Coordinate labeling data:
(begin)

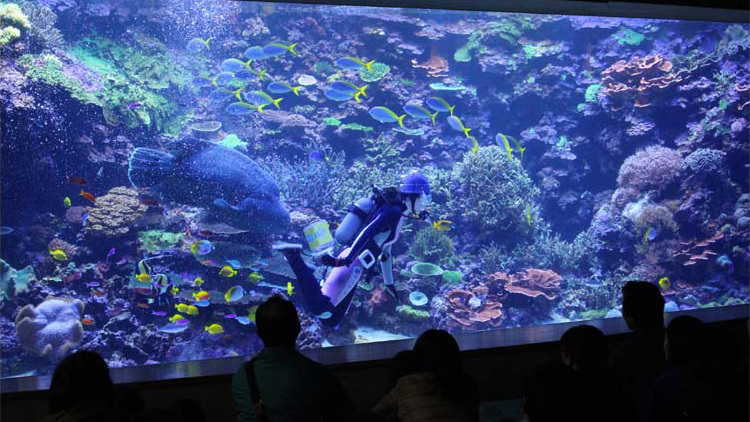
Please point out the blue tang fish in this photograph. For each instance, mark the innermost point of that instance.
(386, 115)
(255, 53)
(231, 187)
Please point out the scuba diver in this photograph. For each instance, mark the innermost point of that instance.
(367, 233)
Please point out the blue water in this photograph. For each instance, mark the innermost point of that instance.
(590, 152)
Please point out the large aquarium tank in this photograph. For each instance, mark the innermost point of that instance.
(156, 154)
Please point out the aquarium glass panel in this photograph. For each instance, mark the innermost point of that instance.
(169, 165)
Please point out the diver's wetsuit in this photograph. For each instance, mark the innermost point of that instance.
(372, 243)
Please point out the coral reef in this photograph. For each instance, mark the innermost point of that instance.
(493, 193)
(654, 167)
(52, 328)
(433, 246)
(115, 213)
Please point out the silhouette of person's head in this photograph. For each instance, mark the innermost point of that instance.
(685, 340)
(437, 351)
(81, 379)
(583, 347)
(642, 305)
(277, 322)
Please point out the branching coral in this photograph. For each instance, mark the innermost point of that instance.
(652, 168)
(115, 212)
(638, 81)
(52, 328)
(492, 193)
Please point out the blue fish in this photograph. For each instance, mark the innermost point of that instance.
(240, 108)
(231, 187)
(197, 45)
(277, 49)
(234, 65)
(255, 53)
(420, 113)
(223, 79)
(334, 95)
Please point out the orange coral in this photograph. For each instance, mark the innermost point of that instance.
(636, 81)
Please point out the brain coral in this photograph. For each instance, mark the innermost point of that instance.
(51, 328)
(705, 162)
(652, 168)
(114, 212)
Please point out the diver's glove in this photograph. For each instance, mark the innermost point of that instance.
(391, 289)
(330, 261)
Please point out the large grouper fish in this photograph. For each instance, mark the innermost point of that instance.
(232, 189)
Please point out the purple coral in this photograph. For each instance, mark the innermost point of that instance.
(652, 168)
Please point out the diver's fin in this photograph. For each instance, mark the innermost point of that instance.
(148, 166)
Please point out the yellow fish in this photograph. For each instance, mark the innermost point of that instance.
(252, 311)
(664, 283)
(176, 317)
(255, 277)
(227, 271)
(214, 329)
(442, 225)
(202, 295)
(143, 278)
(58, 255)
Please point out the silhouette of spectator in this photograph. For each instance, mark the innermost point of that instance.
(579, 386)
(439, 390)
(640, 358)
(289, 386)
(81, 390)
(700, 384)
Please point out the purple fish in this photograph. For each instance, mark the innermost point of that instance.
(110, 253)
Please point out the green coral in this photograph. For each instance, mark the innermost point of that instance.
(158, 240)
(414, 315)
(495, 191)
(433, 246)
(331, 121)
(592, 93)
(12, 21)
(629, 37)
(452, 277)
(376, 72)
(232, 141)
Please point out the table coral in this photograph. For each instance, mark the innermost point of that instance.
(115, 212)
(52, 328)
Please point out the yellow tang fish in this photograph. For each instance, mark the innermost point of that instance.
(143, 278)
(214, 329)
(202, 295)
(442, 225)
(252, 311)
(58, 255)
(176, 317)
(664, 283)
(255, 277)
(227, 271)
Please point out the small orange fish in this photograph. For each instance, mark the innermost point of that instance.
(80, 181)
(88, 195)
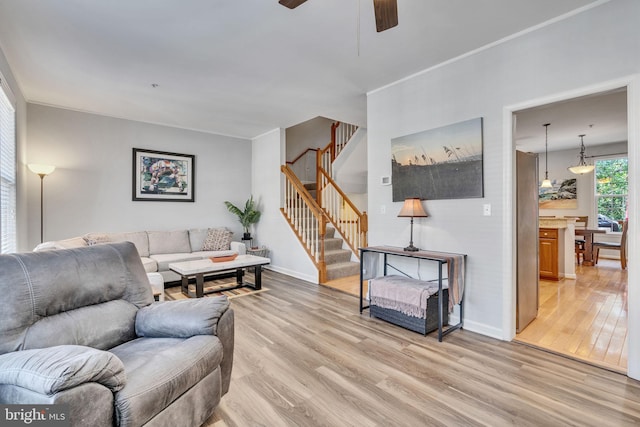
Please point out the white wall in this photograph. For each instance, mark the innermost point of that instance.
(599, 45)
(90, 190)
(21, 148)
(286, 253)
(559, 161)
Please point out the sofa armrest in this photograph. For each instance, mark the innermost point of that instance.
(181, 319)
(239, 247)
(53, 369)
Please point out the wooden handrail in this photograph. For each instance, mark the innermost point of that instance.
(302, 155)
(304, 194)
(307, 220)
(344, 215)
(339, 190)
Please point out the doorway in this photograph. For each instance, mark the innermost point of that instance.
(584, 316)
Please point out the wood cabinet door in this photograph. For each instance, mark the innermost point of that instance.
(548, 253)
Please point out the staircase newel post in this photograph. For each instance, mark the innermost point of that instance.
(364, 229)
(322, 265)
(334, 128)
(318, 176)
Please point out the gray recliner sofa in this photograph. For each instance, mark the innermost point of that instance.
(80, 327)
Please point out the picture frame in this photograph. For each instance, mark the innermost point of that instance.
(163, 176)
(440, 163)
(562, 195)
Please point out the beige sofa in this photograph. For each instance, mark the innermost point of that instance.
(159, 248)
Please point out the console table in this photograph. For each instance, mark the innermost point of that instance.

(end)

### Written problem
Can you rewrite the whole listing above with every "innermost point" changed to "central point" and everything else left as it is, omitting the pictures?

### Answer to the task
Please point out the blue tang fish in this photograph. For each instance, mark the central point of that instance.
(386, 115)
(255, 53)
(231, 187)
Please point out the scuba diver in this photograph. For each instance, mark the central point of that instance.
(367, 233)
Please point out the blue water in this photograph. For each instance, mark the central point of that instance.
(590, 152)
Please point out the large aquarium tank in this photograph. For each instance, mark the central point of that instance.
(156, 154)
Please point out the aquarium glass panel in this photograph. For each instance, mark the central point of that instance.
(169, 165)
Please point out the diver's wetsuit in this photograph. For each instance, mark the central point of that instance.
(372, 243)
Please point out the coral reef in this photograph. For each instance, mark the central point of that instance.
(493, 193)
(654, 167)
(52, 328)
(433, 246)
(115, 213)
Please point out the silhouette of person's head in this photograph. For each instance, mark the central point of that instance.
(685, 340)
(437, 351)
(81, 379)
(583, 347)
(642, 305)
(277, 322)
Please point out the branching coral in this photograph. For each instance, mark the central point of that instance.
(652, 168)
(115, 212)
(638, 81)
(52, 328)
(492, 193)
Please point out the blue fish in this photograph. For each instance, mark the central point of that instance.
(240, 108)
(231, 187)
(197, 45)
(277, 49)
(234, 65)
(255, 53)
(420, 113)
(223, 79)
(334, 95)
Please point out the orange coral in this photograph. For each instance, mark the central point of that instance.
(636, 81)
Please point out the brain coral in this photograph. For each instance, mark the central point of that instance.
(51, 328)
(705, 162)
(652, 168)
(114, 212)
Please point out the diver's glove in this photograph. For each instance, mark the central point of that instance.
(391, 289)
(330, 261)
Please point out the large grouper fish in this photograph. For each instance, mark the central point of that instance.
(232, 189)
Please point out the purple coral in this photograph. For each instance, mark the central point of that instance.
(652, 168)
Please point out the diver's fin in this photograph. For each instance, mark the central point of that instance.
(148, 166)
Please point out the yellow fish in this photograph. For each instance, mark the central point of that instance.
(252, 311)
(664, 283)
(176, 317)
(255, 277)
(227, 271)
(214, 329)
(442, 225)
(202, 295)
(143, 278)
(58, 255)
Please point out the silhouette of spectator in this photograph. For each instance, mark the central point of that instance.
(579, 386)
(439, 390)
(640, 358)
(289, 386)
(81, 390)
(700, 384)
Please point out the purple fish in this photograph. For each instance, mark the central point of that instance.
(110, 253)
Please point out the green coral in this photograph. For each instance, mark the central point of that instance.
(158, 240)
(414, 315)
(495, 191)
(433, 246)
(331, 121)
(592, 93)
(12, 21)
(629, 37)
(452, 277)
(376, 72)
(232, 141)
Please point out the table coral in this photograph. For each instance, mark the central point of that instance.
(115, 212)
(52, 328)
Please point out the yellow tang fish in this photograph. For each instance, mark the central point of that instance.
(143, 278)
(214, 329)
(202, 295)
(442, 225)
(252, 311)
(58, 255)
(176, 317)
(664, 283)
(255, 277)
(227, 271)
Please point out the small orange fish in this photograph. For each instance, mark the central point of that instance.
(80, 181)
(88, 195)
Please point out the white wall in this photograph. For each instance, mark the central point of that instance.
(599, 45)
(90, 190)
(21, 148)
(286, 253)
(559, 161)
Please point out the sofa armrest in this photograph. For each instance, mark the central point of that instance.
(181, 319)
(239, 247)
(53, 369)
Please point out the wooden handrail in this photograph. For each instance, mark the central point of that instance.
(302, 155)
(304, 194)
(307, 220)
(344, 215)
(339, 190)
Please point out the doorway in this photograph. For each instance, mark the central point of that instance.
(584, 316)
Please point out the wood cabinet door in this photograph. For each instance, mark the central point of that instance.
(548, 253)
Please point out the staircase newel post in this photograph. For each instance, mark the central point of that instance.
(364, 229)
(322, 265)
(334, 128)
(318, 176)
Please point out the gray recliner sofa in this photograph. For each instance, mark the central point of that instance.
(80, 327)
Please point out the picture frame in this photograph. For each instance, mark the central point of that instance.
(163, 176)
(440, 163)
(562, 195)
Please point out the beige sofa in this photograph. For each instance, mark the central point of that instance.
(159, 248)
Please point out the console table in this photograph. For each instance, mark the central point of that instance.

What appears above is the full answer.